■ The task: Give every line of the listing word for word, beginning at the first and including the line with "Where can the pale sky" as the last.

____

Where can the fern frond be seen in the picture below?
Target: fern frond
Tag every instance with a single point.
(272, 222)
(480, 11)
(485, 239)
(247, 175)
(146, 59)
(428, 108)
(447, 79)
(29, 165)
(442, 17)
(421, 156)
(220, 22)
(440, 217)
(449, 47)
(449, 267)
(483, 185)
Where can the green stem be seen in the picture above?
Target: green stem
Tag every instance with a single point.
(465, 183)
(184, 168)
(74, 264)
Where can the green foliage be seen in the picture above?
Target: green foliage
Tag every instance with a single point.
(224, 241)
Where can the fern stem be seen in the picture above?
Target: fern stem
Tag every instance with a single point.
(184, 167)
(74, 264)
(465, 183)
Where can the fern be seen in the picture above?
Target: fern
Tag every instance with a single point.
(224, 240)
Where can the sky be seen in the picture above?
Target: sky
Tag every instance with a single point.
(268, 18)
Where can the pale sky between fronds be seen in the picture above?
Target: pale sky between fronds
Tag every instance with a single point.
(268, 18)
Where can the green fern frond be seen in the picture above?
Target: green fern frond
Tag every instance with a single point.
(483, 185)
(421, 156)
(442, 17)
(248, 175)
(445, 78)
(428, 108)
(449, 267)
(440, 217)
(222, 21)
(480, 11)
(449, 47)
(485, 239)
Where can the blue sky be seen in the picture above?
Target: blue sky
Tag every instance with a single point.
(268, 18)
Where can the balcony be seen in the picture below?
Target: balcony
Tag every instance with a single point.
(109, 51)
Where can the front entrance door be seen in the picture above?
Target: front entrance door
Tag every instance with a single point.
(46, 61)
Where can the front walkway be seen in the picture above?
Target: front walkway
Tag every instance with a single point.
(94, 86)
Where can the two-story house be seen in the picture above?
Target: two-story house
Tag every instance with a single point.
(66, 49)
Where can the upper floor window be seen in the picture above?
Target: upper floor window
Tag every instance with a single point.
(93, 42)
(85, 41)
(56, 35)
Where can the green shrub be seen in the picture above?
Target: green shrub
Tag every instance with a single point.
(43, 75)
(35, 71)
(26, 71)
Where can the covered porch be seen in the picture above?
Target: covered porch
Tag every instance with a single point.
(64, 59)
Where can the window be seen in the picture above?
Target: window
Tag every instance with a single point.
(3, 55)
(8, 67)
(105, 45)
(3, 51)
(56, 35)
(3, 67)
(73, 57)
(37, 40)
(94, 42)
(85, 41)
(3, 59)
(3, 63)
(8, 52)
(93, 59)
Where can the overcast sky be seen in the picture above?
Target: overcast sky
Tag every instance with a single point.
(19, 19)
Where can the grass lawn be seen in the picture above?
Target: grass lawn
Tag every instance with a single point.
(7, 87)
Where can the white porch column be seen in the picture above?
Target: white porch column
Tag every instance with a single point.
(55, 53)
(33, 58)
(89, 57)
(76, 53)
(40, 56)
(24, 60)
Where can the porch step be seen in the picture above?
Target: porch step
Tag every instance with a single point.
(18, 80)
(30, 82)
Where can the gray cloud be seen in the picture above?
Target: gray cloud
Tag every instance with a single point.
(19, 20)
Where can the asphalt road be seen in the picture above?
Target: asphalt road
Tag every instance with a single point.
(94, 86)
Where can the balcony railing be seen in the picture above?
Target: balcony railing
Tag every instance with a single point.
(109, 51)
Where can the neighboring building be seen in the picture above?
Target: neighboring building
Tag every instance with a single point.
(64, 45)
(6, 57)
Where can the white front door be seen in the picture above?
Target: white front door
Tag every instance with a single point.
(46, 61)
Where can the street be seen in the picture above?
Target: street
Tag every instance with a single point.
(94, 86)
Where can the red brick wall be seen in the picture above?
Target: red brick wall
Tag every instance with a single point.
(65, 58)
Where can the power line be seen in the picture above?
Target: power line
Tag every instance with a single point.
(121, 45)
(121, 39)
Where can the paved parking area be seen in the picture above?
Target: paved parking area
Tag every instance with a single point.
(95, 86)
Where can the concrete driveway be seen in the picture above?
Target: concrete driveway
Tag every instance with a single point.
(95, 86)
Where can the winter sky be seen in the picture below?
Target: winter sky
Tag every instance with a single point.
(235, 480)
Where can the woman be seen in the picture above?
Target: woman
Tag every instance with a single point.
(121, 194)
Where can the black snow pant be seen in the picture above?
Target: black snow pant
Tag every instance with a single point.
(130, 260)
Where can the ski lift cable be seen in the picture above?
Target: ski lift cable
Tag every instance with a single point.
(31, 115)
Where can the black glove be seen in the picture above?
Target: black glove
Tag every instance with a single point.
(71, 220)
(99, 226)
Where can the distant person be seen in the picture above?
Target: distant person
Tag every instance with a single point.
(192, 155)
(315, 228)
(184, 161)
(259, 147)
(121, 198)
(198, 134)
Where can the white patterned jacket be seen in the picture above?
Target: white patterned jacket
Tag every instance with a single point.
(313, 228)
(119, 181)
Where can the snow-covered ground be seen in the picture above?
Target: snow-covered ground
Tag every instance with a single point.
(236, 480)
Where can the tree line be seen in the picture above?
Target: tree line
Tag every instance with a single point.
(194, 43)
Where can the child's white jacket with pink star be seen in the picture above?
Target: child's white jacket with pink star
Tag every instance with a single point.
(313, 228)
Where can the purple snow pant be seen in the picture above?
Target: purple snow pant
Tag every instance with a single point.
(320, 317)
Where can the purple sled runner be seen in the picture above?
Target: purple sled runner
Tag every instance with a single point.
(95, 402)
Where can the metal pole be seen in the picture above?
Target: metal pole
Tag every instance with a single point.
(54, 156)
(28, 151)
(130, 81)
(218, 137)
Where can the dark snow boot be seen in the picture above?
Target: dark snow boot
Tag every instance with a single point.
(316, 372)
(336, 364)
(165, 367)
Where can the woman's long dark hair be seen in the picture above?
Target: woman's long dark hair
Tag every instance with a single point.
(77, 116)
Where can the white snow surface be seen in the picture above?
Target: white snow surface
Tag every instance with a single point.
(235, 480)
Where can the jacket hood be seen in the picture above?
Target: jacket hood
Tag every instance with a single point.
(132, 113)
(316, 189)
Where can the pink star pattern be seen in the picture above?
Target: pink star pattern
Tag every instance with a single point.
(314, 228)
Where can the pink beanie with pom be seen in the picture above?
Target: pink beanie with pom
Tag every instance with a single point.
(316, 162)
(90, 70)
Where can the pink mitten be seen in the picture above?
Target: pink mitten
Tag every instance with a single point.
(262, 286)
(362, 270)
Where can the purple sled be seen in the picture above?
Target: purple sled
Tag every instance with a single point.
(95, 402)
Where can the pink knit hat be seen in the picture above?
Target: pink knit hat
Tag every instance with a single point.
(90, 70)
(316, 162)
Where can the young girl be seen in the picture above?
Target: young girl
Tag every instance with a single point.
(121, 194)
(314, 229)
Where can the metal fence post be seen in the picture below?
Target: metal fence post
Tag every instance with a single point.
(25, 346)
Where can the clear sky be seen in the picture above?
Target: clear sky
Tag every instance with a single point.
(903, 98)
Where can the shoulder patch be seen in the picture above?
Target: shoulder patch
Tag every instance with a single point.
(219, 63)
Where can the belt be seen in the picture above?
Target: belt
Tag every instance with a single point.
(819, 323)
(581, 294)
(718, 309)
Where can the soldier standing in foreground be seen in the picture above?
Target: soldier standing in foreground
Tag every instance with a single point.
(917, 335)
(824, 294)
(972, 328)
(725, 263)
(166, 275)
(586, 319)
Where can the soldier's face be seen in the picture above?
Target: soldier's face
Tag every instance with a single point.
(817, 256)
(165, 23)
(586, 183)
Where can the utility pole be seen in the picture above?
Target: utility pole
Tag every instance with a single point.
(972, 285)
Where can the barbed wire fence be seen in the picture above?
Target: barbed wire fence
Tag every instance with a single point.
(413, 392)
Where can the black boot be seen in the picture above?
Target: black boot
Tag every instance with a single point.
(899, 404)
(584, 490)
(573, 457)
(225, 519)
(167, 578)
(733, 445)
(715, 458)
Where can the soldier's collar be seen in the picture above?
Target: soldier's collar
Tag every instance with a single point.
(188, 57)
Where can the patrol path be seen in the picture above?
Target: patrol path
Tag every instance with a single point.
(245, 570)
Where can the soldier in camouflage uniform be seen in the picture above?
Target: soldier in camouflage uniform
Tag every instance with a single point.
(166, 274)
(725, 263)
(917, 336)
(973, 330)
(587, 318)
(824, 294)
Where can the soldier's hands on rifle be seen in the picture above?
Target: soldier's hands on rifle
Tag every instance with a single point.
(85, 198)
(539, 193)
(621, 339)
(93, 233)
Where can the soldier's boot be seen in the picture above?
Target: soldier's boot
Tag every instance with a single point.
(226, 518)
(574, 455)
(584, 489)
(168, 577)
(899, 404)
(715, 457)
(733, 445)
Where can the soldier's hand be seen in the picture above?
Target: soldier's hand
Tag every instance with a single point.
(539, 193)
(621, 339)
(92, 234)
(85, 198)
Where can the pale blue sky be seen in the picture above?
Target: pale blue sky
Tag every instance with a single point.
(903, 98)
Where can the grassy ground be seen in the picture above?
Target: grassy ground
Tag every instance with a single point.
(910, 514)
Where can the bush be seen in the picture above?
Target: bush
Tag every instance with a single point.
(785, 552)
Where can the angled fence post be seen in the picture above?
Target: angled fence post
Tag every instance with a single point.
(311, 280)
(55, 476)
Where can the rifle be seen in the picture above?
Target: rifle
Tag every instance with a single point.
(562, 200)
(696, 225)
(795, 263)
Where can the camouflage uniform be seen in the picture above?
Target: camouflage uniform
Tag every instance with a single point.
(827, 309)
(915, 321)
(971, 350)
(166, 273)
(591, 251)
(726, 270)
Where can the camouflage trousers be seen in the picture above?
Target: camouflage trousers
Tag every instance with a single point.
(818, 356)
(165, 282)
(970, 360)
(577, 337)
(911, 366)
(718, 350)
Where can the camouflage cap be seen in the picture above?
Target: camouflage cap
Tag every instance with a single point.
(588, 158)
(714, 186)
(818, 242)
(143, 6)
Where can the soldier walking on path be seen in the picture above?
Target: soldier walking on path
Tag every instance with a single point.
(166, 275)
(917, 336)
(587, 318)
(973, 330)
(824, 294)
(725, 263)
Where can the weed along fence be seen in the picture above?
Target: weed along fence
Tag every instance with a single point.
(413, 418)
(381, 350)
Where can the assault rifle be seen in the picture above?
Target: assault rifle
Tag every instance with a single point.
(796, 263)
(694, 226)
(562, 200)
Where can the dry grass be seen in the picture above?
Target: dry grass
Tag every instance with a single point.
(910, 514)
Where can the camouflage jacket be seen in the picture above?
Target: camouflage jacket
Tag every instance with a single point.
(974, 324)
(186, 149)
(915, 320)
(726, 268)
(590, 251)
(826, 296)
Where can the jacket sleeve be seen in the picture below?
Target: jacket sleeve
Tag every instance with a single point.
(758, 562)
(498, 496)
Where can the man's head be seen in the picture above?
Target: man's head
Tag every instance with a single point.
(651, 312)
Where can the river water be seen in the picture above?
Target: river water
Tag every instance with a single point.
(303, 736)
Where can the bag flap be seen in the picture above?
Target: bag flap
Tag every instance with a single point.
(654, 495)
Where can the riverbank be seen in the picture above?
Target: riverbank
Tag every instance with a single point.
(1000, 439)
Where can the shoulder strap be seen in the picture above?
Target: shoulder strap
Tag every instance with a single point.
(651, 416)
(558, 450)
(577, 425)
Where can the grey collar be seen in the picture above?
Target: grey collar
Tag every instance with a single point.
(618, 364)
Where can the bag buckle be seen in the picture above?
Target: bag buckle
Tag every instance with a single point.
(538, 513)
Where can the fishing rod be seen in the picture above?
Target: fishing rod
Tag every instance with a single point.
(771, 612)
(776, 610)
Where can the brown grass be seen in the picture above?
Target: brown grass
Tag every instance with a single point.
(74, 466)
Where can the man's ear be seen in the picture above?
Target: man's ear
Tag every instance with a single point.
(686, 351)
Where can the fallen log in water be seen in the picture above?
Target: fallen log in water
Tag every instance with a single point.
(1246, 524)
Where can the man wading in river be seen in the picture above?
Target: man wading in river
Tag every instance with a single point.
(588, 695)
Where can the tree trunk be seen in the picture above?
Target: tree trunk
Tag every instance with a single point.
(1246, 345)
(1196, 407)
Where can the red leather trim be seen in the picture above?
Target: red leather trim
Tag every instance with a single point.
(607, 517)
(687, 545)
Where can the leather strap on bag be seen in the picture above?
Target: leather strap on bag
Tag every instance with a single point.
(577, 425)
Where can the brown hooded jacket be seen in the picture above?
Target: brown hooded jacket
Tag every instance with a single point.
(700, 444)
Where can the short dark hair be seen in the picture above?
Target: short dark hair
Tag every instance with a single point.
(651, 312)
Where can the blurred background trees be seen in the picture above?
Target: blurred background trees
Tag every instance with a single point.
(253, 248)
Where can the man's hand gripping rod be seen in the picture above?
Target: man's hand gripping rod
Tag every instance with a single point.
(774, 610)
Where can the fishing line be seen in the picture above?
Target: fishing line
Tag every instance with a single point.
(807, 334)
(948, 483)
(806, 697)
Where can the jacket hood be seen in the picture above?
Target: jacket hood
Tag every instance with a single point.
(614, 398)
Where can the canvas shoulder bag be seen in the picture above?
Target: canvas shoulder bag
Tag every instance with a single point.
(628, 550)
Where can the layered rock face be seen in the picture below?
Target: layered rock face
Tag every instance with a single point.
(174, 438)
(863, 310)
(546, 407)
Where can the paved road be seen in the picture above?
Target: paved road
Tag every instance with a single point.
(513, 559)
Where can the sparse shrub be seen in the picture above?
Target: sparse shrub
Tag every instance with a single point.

____

■ Answer area:
Where can the fern frond be seen in the picture below?
Target: fern frond
Tag every instance with a single point.
(272, 222)
(480, 11)
(485, 239)
(247, 175)
(146, 59)
(428, 108)
(447, 79)
(29, 165)
(442, 17)
(421, 156)
(220, 22)
(440, 217)
(449, 47)
(449, 267)
(483, 185)
Where can the green stem be seen in the picture above?
Target: green stem
Tag every instance with a single point.
(465, 183)
(184, 168)
(74, 264)
Where can the green foliage be seen in the picture above?
Target: green foliage
Tag every instance with a single point.
(224, 241)
Where can the fern stem be seen in the picture above?
Target: fern stem
Tag every instance with a single point.
(184, 167)
(74, 264)
(465, 183)
Where can the fern be seen in the picture above?
Target: fern
Tag every instance with a single point.
(224, 240)
Where can the sky be seen in the picture above?
Target: sky
Tag every instance with a single point.
(268, 18)
Where can the pale sky between fronds be seen in the picture above?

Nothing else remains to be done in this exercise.